__Task goal__
Write out, unchanged, the lines from the one holding "Would you be able to point to the wheelbarrow" to the close of the listing. Both the first and last lines belong in it.

* START Stored data *

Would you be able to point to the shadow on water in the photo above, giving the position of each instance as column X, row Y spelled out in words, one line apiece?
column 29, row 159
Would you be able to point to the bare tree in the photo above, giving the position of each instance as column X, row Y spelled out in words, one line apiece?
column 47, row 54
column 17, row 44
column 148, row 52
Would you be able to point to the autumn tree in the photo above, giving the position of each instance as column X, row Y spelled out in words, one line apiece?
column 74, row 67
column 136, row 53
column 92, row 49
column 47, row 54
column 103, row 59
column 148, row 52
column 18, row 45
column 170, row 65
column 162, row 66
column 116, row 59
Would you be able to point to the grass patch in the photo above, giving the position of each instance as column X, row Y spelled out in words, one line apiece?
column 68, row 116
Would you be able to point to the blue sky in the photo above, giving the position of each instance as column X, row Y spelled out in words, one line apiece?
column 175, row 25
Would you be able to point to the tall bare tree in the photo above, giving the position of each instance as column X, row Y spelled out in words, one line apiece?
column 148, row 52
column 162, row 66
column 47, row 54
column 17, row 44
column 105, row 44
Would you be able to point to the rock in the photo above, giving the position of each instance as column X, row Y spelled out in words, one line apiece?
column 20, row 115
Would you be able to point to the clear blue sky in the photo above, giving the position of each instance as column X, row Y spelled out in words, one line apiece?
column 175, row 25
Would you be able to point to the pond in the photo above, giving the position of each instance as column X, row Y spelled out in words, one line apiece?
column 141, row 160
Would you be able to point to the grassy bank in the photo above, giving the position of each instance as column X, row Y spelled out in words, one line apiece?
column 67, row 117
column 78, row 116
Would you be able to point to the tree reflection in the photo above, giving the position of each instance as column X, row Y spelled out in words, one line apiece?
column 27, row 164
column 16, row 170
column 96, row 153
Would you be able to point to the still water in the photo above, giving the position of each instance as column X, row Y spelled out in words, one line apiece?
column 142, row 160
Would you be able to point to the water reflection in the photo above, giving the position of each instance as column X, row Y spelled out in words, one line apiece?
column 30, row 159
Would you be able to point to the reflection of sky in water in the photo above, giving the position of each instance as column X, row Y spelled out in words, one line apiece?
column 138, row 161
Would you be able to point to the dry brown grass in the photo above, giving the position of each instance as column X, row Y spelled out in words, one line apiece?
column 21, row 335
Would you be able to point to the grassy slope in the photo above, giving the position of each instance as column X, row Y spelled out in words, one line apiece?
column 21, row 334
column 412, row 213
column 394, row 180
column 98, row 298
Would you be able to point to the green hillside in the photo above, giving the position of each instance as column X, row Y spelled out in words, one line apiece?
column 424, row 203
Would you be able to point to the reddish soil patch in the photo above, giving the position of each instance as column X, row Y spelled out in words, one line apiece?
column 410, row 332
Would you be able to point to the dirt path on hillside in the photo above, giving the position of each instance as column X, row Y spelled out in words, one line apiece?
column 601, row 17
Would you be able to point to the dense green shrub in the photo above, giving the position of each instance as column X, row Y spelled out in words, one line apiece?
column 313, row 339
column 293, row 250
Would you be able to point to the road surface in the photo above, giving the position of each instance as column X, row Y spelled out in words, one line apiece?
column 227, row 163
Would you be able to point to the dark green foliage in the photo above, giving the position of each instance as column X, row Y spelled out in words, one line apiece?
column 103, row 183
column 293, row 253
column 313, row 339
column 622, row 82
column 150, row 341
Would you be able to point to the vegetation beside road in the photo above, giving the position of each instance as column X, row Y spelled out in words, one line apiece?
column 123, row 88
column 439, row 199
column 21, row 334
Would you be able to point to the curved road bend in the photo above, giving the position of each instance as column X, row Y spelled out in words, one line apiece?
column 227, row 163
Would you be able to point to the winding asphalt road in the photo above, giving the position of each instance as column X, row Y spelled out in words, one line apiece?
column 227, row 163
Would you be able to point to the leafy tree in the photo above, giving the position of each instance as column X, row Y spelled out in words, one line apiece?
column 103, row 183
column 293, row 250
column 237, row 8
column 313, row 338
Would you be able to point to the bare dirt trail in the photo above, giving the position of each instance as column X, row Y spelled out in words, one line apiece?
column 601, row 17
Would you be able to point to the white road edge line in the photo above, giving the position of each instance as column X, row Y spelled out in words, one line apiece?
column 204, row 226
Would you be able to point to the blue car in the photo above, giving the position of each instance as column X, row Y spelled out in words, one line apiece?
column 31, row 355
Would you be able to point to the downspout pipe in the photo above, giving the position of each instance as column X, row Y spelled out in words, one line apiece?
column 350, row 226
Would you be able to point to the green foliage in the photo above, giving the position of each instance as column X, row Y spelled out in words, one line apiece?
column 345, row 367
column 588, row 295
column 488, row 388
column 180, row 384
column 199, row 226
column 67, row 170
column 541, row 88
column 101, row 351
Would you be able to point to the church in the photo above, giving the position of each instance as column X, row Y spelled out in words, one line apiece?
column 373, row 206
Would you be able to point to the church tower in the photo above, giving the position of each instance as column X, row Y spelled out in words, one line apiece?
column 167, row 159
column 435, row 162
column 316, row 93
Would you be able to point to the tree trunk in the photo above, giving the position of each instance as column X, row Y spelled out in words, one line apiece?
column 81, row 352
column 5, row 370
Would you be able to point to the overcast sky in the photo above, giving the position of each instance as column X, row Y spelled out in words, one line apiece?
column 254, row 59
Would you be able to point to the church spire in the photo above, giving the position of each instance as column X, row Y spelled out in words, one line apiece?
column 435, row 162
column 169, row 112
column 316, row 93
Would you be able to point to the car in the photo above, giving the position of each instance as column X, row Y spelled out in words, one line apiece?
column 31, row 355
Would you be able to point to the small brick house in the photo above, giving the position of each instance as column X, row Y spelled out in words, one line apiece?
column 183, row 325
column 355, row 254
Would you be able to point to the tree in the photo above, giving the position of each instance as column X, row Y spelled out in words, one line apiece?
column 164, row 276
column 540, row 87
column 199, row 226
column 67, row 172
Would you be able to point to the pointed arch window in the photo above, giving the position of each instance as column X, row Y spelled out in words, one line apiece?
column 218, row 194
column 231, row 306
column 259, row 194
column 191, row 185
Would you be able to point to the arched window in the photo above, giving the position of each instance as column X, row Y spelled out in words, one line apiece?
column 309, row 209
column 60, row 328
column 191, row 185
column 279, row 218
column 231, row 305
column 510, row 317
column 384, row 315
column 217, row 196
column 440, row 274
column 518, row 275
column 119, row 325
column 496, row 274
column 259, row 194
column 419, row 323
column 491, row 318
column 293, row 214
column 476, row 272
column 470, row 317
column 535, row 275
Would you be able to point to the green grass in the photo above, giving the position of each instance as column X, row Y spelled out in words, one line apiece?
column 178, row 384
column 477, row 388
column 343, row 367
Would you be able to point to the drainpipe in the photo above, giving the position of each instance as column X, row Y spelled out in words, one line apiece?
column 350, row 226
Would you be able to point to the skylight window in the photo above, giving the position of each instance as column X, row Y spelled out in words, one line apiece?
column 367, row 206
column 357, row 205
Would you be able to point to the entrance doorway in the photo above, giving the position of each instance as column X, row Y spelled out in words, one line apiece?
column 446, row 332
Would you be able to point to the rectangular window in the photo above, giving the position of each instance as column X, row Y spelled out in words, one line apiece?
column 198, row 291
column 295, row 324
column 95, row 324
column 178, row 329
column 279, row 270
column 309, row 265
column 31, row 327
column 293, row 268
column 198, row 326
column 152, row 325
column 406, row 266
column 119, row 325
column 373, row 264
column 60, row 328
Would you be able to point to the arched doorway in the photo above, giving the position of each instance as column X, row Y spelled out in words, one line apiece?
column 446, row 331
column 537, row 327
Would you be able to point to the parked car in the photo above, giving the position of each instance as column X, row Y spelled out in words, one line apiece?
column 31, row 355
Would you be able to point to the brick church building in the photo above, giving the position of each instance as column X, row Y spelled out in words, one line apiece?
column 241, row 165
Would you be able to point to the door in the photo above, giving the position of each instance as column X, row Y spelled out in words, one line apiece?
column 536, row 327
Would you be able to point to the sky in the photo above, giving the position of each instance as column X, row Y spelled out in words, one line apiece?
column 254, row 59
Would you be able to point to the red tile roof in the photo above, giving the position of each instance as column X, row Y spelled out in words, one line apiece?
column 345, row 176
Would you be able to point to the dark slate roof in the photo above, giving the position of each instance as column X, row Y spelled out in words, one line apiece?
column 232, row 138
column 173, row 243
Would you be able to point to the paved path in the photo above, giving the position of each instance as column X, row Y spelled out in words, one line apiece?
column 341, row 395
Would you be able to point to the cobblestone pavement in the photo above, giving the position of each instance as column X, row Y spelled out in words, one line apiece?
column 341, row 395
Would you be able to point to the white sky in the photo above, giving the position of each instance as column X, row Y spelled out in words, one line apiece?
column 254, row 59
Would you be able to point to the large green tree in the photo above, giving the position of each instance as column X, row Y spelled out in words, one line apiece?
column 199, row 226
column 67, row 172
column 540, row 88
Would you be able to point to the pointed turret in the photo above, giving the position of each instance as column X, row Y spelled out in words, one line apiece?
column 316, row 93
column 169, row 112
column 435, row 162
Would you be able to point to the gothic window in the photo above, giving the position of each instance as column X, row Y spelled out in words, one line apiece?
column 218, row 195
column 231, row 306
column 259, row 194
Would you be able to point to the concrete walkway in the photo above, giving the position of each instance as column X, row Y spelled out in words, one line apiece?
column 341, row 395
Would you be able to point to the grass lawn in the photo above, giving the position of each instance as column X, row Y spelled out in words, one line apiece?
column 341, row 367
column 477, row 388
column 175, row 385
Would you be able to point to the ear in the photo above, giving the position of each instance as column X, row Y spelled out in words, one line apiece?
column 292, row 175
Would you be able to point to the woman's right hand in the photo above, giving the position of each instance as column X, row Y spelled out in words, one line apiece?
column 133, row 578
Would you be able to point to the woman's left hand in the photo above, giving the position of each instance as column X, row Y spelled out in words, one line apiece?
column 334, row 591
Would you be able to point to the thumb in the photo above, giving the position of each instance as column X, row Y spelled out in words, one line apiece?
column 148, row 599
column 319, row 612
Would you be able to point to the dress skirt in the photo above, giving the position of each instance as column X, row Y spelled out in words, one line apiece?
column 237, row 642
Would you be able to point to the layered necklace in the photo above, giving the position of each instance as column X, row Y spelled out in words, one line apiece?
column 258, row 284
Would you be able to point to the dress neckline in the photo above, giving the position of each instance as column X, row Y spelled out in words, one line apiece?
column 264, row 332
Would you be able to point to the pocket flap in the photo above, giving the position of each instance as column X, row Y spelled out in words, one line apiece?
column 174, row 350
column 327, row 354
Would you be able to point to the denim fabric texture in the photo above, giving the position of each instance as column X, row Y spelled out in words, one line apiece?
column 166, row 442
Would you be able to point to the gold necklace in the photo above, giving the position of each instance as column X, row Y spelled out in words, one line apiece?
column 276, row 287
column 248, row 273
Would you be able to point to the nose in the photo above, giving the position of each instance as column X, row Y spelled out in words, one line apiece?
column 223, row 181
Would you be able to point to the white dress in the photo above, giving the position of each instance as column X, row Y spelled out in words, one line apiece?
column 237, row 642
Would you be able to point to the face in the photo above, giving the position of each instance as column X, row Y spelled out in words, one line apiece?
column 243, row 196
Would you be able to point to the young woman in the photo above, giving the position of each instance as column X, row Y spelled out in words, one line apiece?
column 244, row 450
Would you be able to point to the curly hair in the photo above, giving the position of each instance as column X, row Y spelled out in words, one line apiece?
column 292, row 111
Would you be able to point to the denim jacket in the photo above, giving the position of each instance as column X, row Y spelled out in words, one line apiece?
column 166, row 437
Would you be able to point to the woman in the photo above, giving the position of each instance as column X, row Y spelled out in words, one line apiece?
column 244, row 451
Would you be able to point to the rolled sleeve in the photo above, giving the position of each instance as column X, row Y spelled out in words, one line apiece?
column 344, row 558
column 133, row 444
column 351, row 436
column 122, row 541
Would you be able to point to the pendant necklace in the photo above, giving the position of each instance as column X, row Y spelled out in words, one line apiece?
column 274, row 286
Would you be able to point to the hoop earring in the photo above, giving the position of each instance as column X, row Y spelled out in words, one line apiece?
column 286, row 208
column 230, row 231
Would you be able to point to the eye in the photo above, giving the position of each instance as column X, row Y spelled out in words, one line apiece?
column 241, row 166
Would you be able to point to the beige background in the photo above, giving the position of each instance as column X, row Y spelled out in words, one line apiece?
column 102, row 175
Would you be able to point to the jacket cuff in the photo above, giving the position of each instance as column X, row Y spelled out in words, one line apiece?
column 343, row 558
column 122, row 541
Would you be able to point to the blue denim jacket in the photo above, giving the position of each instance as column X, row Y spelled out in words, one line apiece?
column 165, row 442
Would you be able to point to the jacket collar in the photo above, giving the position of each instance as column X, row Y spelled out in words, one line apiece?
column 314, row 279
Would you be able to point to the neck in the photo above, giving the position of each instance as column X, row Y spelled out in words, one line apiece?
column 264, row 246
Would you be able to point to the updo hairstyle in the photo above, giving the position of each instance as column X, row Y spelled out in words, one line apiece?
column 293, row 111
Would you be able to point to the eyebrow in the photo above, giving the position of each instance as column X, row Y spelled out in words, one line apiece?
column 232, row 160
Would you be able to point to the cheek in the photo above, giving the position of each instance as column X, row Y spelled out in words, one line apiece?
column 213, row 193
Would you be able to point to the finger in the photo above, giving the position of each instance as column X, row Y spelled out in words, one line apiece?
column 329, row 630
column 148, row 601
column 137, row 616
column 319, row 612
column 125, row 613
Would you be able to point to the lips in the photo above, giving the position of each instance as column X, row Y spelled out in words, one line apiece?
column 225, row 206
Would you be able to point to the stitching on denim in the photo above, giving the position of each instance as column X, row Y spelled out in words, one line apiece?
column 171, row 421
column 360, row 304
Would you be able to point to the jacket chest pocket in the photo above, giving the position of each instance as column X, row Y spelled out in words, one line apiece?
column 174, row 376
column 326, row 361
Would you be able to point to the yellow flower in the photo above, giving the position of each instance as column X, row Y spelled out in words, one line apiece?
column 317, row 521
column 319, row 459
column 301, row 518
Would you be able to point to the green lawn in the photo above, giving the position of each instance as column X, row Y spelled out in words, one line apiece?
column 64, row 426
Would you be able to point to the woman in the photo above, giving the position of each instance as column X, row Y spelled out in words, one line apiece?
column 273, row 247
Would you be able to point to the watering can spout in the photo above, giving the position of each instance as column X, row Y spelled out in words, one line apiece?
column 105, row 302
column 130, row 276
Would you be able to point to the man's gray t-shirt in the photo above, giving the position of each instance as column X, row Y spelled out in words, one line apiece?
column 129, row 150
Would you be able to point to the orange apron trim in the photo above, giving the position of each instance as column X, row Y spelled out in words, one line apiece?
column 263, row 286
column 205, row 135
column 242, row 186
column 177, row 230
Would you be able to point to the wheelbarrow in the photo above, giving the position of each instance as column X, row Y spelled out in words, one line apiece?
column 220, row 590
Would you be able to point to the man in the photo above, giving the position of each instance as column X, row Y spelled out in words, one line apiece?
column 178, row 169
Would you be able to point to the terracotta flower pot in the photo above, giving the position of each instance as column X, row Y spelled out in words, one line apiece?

* END Stored data *

__Solution__
Would you be able to point to the wheelbarrow in the photo above, giving the position of each instance as column X, row Y spelled out in words, one line apiece?
column 220, row 590
Would you be able to point to the man in the photo above, giving the position of each instance as column X, row Y spelled out in words, one line apiece?
column 178, row 169
Would you be able to point to the terracotta flower pot in the photo above, giving the position of each instance as column X, row Y spelled out in words, one line apiece?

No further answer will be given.